REQUIRED TASK | Write out the full listing again, exactly as it stands.

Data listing
⟨
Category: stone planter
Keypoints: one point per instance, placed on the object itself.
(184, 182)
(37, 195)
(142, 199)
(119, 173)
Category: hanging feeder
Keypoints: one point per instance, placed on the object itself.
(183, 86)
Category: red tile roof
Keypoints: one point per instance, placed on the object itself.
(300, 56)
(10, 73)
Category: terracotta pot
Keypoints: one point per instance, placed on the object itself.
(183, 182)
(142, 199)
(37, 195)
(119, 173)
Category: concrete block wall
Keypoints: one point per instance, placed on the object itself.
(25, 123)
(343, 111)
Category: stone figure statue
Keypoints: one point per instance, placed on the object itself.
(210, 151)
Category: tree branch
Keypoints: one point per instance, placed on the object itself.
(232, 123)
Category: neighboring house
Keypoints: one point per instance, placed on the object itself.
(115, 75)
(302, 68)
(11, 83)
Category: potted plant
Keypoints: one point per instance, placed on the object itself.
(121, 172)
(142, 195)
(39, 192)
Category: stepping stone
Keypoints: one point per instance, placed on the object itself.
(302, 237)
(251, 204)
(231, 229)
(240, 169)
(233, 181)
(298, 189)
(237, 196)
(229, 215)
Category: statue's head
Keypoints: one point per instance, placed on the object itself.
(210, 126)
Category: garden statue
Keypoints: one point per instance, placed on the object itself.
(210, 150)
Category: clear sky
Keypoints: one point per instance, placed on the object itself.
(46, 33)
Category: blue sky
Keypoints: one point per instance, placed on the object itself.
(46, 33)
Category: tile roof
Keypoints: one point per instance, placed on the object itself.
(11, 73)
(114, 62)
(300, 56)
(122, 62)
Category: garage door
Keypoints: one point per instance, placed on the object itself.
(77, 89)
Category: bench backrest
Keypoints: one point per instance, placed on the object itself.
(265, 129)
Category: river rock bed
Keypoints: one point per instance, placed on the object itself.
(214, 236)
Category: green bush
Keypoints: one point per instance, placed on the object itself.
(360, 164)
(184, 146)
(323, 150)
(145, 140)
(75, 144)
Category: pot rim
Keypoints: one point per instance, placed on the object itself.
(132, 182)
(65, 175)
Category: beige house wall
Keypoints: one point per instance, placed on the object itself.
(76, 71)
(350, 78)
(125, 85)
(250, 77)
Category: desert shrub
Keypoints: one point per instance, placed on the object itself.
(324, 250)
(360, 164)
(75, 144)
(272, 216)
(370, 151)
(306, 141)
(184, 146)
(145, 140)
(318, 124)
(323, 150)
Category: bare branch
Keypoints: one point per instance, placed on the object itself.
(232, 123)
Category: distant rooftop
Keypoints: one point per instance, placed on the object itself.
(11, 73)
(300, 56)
⟩
THE RESULT |
Category: stone planter
Keypoints: one point per instance, placed on the object itself.
(184, 182)
(37, 195)
(142, 199)
(119, 173)
Category: hanging feeder
Keypoints: one point per instance, placed on the object itself.
(183, 86)
Category: red tile roof
Keypoints: one point per instance, placed on the object itself.
(300, 56)
(10, 73)
Category: terracotta pot
Keypoints: one point per instance, placed on the object itself.
(183, 182)
(142, 199)
(37, 195)
(119, 173)
Category: concrete block wall
Keypoints: one point per instance, placed on the object itself.
(25, 123)
(343, 111)
Category: stone figure statue
Keypoints: one point per instance, placed on the object itself.
(210, 151)
Category: tree branch
Keypoints: one point per instance, placed on the object itself.
(232, 123)
Category: neighboring house
Keypoints: one point per instance, placed on the object itself.
(115, 75)
(302, 68)
(11, 83)
Category: potted plant
Keypoints: one point per instance, placed on the object itself.
(121, 172)
(142, 195)
(39, 192)
Category: stepping stone
Keypoints: one point per instance, placed on the object itself.
(302, 237)
(251, 204)
(231, 229)
(240, 169)
(233, 181)
(298, 189)
(237, 196)
(229, 215)
Category: statue's head
Keypoints: one point per instance, placed on the object itself.
(210, 126)
Category: garden statue
Keypoints: one point per instance, placed on the object itself.
(210, 150)
Category: clear sky
Keypoints: one point per instance, placed on the object itself.
(46, 33)
Category: blue sky
Keypoints: one point per instance, placed on the object itself.
(46, 33)
Category: tile roof
Keypoints: one point per instance, placed on the object itself.
(11, 73)
(114, 62)
(300, 56)
(122, 62)
Category: garage door
Keypoints: one point per instance, placed on the object itself.
(77, 89)
Category: bench backrest
Keypoints: one point per instance, placed on the object itself.
(265, 129)
Category: river rock bed
Keypoints: one point per instance, placed on the object itself.
(214, 236)
Category: green bush
Keypoints: one point per instance, placed on the object itself.
(360, 164)
(184, 146)
(323, 150)
(145, 140)
(75, 144)
Category: pot rim
Keypoints: one point per instance, placed on the object itself.
(132, 182)
(65, 175)
Category: beige house wall
Keypoints: one point per instance, placed on the object itself.
(76, 71)
(350, 78)
(125, 85)
(250, 77)
Category: desert shrub
Keypoints: one point per instance, placed on the object itself.
(324, 250)
(360, 164)
(75, 144)
(272, 216)
(370, 151)
(306, 141)
(184, 146)
(145, 140)
(318, 124)
(323, 150)
Category: bare branch
Keypoints: one point per instance, placed on the object itself.
(232, 123)
Category: distant rooftop
Keypoints: one point per instance, placed on the object itself.
(11, 73)
(300, 56)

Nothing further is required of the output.